→ OBJECTIVE: Repeat each of the items below word for word, leaving out the pictures.

→ INFORMATION SUPPLIED:
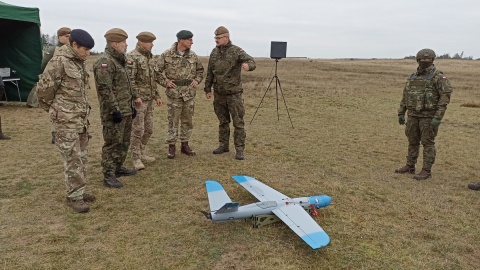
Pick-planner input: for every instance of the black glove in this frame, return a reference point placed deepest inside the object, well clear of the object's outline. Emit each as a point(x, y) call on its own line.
point(117, 117)
point(134, 113)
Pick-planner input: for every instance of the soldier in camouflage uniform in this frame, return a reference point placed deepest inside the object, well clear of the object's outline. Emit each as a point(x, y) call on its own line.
point(62, 91)
point(224, 75)
point(183, 72)
point(115, 95)
point(63, 35)
point(425, 99)
point(141, 68)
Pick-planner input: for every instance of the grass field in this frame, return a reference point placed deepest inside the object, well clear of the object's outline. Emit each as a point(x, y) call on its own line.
point(346, 143)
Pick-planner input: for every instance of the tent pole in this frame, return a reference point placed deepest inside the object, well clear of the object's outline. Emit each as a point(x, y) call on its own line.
point(2, 137)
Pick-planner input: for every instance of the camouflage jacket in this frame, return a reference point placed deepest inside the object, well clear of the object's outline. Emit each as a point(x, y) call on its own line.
point(224, 69)
point(48, 55)
point(142, 70)
point(426, 94)
point(62, 91)
point(114, 89)
point(181, 69)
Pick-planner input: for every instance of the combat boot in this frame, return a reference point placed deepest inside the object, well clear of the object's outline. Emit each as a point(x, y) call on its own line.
point(406, 169)
point(424, 174)
point(78, 205)
point(111, 181)
point(89, 197)
point(474, 186)
point(221, 149)
point(171, 151)
point(125, 172)
point(138, 165)
point(186, 149)
point(239, 155)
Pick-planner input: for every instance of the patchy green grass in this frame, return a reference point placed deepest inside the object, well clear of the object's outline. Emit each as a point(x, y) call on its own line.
point(346, 142)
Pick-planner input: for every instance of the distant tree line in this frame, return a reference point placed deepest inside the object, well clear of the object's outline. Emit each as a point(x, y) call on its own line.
point(458, 56)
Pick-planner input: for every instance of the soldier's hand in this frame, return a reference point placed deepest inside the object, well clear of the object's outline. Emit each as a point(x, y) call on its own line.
point(138, 101)
point(117, 117)
point(171, 84)
point(194, 83)
point(159, 102)
point(435, 122)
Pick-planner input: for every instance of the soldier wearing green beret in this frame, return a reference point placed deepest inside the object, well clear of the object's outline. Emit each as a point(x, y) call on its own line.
point(115, 95)
point(224, 76)
point(180, 71)
point(142, 70)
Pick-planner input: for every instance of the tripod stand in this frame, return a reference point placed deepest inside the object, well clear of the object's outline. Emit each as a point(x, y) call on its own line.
point(277, 86)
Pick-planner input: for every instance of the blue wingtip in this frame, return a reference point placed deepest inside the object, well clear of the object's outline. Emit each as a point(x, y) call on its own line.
point(316, 240)
point(241, 178)
point(213, 186)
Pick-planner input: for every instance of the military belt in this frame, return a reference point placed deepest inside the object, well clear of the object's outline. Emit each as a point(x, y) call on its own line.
point(183, 82)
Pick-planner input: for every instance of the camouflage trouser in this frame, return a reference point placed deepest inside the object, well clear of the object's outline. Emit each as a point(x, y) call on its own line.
point(179, 111)
point(142, 128)
point(73, 147)
point(116, 143)
point(32, 99)
point(226, 106)
point(420, 130)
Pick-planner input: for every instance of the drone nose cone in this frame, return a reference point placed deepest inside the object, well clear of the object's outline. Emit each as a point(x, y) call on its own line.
point(323, 201)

→ ANSWER TO THE TASK:
Pick-planner input: for every instance of the black glove in this frame, return a reference point placed deepest inside the object, well clear of the object's outline. Emit each as a point(x, y) call on its own line.
point(117, 117)
point(134, 113)
Pick-planner input: for every instance of the soldier in camouflage uniform in this frame, return a reference point placed deepest inside the object, well clear of the object's outline. Emit each as a point(x, y) call on its own line.
point(62, 91)
point(224, 75)
point(183, 72)
point(115, 95)
point(63, 35)
point(425, 99)
point(141, 68)
Pick-planner input: for every instance of the grass field in this frame, return a reference point placed deepest inside the object, well clear of the object's outline. Emit each as a point(x, y) call on its own line.
point(346, 143)
Pick-planner input: for every instance of the tent pole in this frame, return a reference point placed deepest inside the object, well clear of the object's outline. Emit each as a point(x, y) call on its own line.
point(2, 137)
Pick-planner input: for every instance of the camouflage jacket in this frame, return a reference point placed deepest inside the object, well clear of the object's outline. Emit each as a point(x, y) call on its own line.
point(224, 69)
point(48, 55)
point(142, 70)
point(426, 94)
point(62, 91)
point(114, 89)
point(181, 69)
Pick-planner input: for every instance of the combat boot in this frame, return a reference point placed deepest inside the object, well clear of the object's outline. Emit each as a point(x, y) call on its own line.
point(406, 169)
point(424, 174)
point(78, 205)
point(111, 181)
point(89, 197)
point(474, 186)
point(221, 149)
point(171, 151)
point(125, 172)
point(138, 165)
point(186, 149)
point(239, 155)
Pick-planner input: for every instance of the patchy green grass in this frame, return a reference point placed deepest inside the object, well clear of the object's outline. Emit each as a point(x, y) call on its own line.
point(346, 142)
Pick-planner input: for every instance of the distant tree line in this frame, return a reference point placed deepest inside the object, well clear of the object's outline. Emit each as a point(x, y) call on its own line.
point(458, 56)
Pick-planner input: for every instance of the soldier's hand in this frame, return a reference point placed deepest inside the object, well clear of the object's outline. Emit each as a point(x, y) call on its own line.
point(138, 101)
point(117, 117)
point(171, 84)
point(194, 83)
point(159, 102)
point(435, 122)
Pick-planner input: for every instance of the soldier wearing green beret in this frame, return a reference point placed deepest inside the object, well clear of the object's outline. Emit each as a point(x, y) call on its own line.
point(115, 95)
point(224, 76)
point(180, 71)
point(142, 70)
Pick-planner input: for every instance of the tripod stand in this frame, return a reference point placed deepest inside the object, well clear of the object's outline. Emit each as a point(x, y) call on its own line.
point(277, 86)
Pick-planner input: for every instance of the blue wingtip in this frame, return a reference point placed deepest inside the object, well clear of the object's outline. Emit each as a point(x, y) call on its own line.
point(316, 240)
point(241, 178)
point(213, 186)
Pick-planner input: for every instance of the military belt in this frame, return a reference point placed deepest inside the object, well clear of the object's outline. Emit each as a point(x, y) call on its own line.
point(183, 82)
Pick-planner input: for every instance of the camouflage trouser in this frame, return a reference point placed deepest inside the object, well clear of the object's outline. Emit each as a point(x, y) call on its own line.
point(179, 111)
point(142, 128)
point(73, 147)
point(116, 143)
point(32, 99)
point(226, 106)
point(420, 130)
Pick-planner input: for every instance of the drone nose cone in this frame, return a reference point placed deepest inside the object, well clear of the object's outline. Emit each as a point(x, y) call on its own line.
point(323, 201)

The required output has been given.